What Trumponomics 2.0 could bring is, therefore, highlighted next:
- Constitution: Despite the likely unconstitutionality of some lockdown measures, greater state and local independence and competition should be allowed and encouraged along with “draining the swamp” of the “alphabet soup” of “deep state” agencies and “regulatory dark matter”.
- Tax: Federal corporate, business, and individual tax rates need to be dramatically reduced below the OECD average, along with drastically simplifying tax laws, codes, and regulations.
- Obamacare: This needs to be repealed and replaced. But the replacement must be free market-oriented and ready to go first, unlike in 2017. The key is private sector choice and competition.
- Energy: The power and growth of the federal energy and environment bureaucracies should be audited, slowed, stopped, reduced, and retired over time, in order to further release private energy.
- Regulations: The “high hanging fruit” regulations should be reformed and removed, with the focus being on replacing high-priced government regulating with low-priced competition regulating.

Pointing dataset records
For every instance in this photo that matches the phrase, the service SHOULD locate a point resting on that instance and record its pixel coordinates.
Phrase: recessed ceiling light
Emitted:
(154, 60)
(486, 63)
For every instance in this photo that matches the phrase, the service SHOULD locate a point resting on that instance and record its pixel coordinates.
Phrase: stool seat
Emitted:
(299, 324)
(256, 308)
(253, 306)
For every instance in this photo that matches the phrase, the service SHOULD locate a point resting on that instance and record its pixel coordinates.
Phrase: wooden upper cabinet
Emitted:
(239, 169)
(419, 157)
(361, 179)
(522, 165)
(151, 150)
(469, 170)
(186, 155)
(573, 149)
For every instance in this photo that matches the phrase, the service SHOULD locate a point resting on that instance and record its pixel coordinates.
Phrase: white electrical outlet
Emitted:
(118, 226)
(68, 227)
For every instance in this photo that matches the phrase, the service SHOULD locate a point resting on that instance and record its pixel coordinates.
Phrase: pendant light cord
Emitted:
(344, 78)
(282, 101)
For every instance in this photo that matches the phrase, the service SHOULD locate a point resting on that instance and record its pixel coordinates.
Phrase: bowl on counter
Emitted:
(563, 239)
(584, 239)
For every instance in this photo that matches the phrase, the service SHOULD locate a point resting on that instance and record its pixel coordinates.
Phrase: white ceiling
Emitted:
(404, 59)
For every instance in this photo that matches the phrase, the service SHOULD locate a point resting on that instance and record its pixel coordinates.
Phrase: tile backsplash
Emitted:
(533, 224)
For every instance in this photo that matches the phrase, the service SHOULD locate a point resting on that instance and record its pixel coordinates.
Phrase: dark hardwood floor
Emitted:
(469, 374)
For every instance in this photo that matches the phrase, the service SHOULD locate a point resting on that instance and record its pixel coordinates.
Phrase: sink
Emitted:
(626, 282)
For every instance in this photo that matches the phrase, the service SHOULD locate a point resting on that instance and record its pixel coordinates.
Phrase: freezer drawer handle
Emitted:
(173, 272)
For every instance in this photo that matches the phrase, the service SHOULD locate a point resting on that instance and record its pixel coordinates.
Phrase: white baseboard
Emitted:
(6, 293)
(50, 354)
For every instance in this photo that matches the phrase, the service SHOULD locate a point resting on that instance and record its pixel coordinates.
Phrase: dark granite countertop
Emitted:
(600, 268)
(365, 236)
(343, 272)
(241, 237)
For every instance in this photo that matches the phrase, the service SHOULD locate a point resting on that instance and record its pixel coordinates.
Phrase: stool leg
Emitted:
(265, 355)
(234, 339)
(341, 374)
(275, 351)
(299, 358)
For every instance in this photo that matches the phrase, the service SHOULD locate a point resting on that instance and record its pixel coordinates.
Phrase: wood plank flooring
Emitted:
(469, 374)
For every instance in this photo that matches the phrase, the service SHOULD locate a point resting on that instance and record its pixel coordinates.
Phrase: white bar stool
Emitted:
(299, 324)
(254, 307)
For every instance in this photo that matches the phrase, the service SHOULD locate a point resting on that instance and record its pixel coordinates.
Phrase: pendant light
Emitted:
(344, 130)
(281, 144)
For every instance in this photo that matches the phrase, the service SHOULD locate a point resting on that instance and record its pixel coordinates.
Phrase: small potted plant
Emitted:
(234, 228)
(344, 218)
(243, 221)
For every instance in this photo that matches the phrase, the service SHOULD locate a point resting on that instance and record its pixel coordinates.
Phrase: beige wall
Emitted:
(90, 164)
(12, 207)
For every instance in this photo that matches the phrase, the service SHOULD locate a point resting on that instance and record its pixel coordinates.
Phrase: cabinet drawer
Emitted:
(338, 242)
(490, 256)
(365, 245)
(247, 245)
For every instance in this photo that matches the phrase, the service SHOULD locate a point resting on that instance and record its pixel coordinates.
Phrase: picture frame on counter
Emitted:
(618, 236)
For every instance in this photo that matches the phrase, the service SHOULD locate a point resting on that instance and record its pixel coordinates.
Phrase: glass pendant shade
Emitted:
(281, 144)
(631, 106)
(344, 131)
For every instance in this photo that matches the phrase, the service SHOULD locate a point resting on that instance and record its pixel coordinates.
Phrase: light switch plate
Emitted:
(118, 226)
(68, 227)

## CHALLENGES
- a) (i) In the Trumponomics 2.0 excerpt, below what benchmark should federal tax rates be reduced?
(ii) What two conditions must the Obamacare replacement meet?
(iii) What should replace high-priced government regulating?
- b) Can you write what comes next in the Trumponomics 2.0 excerpt, starting after its item on regulations?

## RESULTS FOR THE EXERCISE
- a)
(i) The OECD average.
(ii) It must be free market-oriented and ready to go first.
(iii) Low-priced competition regulating.

- b)
- Infrastructure: There is no need for federal, state, or local government provision, funding, or finance, given that economics and the experience of Australia show these monopolies are not natural.
- Trade: There hasn’t been much genuine free trade since before World War I, including under the corrupt WTO and with the re-communizing China. Blow it all up and build up the more reliable Anglosphere and a new, broad Liberty-sphere.
- Immigration: No more open-borders immigration, illegal or legal, until welfare socialism and crony capitalism have been minimized and the rule of law and property rights have been restored.
- Spending: The goal for many in the GOP of a balanced budget is at best of secondary importance compared to slashing spending on empire-building, monopoly-creation, and disincentives to work.
- Money: The most important commodity in any economy should no longer be enslaved by a government-backed cartel run by the Fed, which regularly fuels inflationary bubbles and busts.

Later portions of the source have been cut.